-- start --
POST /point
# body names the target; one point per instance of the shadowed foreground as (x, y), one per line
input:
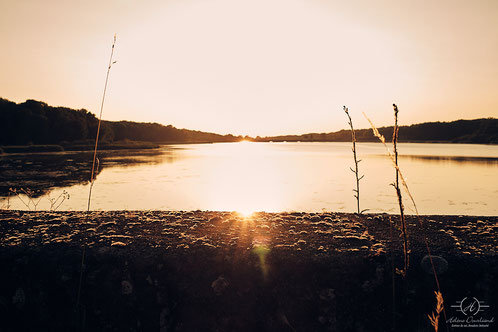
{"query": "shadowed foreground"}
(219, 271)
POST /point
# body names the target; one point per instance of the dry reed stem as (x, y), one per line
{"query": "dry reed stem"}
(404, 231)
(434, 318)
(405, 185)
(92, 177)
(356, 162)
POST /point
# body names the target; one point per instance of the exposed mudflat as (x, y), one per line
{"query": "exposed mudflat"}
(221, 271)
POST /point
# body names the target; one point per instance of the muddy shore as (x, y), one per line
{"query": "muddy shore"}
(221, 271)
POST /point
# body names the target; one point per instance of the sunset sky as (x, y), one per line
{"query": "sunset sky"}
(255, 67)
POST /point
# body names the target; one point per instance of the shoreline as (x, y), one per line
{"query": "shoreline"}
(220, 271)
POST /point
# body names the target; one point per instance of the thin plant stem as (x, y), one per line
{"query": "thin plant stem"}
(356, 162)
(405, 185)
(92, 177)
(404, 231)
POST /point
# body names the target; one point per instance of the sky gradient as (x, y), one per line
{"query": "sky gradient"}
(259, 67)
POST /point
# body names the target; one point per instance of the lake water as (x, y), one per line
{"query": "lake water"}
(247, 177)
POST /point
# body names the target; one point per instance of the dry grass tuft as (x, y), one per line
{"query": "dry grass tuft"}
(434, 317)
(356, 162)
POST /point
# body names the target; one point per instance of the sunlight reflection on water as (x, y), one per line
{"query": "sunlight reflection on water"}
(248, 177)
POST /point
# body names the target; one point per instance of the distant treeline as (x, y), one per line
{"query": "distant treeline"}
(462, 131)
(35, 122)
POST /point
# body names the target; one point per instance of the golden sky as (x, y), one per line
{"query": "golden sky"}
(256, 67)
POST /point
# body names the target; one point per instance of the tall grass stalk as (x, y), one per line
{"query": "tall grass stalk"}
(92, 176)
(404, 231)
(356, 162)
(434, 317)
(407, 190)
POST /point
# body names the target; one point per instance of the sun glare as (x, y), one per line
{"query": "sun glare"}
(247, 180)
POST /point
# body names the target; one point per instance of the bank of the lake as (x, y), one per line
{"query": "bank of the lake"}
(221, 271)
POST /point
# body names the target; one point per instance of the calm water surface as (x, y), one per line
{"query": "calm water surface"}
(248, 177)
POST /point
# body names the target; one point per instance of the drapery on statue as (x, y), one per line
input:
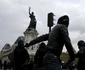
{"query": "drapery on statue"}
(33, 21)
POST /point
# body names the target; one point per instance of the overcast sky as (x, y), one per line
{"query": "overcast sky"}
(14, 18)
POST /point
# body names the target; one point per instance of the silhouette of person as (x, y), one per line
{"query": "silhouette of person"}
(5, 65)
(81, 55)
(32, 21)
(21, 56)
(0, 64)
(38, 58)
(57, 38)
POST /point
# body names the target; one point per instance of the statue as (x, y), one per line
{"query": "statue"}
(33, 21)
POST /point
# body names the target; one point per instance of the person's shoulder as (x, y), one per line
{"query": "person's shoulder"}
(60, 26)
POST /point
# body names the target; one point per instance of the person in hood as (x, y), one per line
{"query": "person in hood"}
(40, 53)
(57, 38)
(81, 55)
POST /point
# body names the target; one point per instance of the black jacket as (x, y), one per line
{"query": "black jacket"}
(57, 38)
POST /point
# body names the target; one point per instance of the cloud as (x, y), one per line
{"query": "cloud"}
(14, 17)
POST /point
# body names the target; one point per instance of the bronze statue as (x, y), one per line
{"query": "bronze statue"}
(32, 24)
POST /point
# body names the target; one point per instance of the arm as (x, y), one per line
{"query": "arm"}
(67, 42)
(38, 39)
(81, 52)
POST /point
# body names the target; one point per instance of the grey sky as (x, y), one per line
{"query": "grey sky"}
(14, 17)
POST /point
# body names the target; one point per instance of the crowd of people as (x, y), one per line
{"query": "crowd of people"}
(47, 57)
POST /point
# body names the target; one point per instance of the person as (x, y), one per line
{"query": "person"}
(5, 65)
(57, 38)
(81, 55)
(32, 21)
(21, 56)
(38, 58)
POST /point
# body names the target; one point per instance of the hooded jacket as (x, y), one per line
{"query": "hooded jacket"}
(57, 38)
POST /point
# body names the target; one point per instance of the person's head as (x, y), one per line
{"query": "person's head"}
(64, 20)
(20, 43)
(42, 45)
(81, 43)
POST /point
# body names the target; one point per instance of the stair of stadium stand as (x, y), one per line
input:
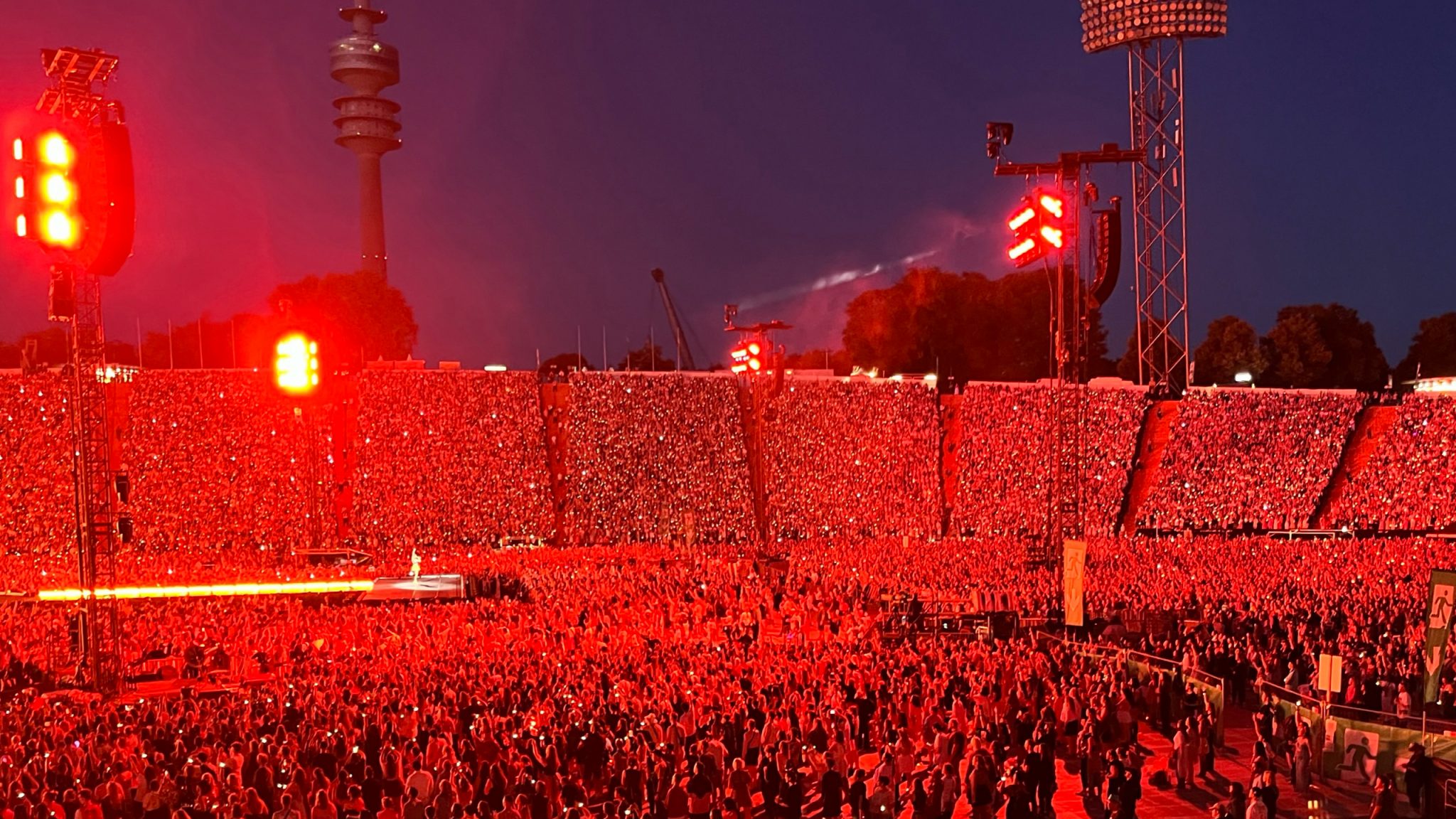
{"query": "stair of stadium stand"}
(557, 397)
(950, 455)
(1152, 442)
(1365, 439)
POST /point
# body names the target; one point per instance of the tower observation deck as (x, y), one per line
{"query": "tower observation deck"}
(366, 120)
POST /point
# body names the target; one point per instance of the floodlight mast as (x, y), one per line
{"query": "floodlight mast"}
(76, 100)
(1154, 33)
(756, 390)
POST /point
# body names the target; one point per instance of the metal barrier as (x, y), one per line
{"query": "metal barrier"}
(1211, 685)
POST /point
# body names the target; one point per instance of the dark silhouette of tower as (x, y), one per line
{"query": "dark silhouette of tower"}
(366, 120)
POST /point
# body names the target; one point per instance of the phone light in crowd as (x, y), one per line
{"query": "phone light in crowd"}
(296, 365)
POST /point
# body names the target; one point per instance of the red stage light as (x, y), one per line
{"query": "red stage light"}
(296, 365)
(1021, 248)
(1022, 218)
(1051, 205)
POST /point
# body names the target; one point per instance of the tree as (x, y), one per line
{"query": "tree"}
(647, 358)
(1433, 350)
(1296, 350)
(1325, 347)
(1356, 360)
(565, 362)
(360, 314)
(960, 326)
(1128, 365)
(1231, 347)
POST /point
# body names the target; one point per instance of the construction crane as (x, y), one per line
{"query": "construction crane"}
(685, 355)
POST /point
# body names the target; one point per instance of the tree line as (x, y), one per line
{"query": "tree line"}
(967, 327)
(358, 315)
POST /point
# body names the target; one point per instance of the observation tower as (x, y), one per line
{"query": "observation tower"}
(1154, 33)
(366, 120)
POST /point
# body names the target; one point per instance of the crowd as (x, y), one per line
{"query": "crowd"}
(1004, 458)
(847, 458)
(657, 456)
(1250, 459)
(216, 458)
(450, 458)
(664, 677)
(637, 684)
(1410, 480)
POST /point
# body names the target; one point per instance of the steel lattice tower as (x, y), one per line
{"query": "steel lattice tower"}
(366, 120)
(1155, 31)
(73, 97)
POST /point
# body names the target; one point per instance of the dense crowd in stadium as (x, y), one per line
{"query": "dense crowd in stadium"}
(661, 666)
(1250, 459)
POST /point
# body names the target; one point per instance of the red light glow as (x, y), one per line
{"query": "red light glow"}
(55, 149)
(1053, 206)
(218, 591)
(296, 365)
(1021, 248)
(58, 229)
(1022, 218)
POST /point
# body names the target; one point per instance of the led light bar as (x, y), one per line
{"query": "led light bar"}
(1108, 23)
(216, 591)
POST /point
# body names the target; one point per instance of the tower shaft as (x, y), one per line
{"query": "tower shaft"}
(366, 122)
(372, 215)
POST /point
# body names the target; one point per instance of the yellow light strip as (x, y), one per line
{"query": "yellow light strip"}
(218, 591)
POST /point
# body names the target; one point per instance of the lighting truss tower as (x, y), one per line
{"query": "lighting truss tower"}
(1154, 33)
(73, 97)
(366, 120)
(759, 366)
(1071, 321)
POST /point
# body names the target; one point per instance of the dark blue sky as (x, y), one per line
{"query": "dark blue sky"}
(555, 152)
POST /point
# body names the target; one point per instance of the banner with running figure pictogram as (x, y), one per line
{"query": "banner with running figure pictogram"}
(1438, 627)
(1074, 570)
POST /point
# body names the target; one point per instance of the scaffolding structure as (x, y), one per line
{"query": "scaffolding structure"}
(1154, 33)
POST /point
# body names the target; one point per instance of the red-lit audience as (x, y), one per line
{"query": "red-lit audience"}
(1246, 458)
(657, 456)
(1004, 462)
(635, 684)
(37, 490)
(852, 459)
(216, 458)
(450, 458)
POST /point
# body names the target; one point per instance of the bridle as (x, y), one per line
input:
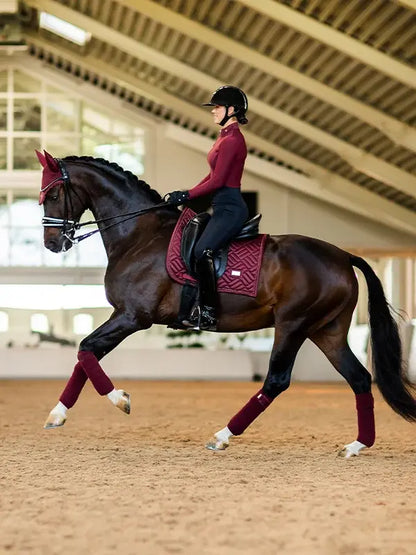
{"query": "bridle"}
-- end --
- _AIM OF THE TASK_
Could you gather every line of the listing above that contains the string "metal", matching case exactly?

- _WRITTEN REPLY_
# body names the target; one point per instance of the metal barrier as (x, y), one per line
{"query": "metal barrier"}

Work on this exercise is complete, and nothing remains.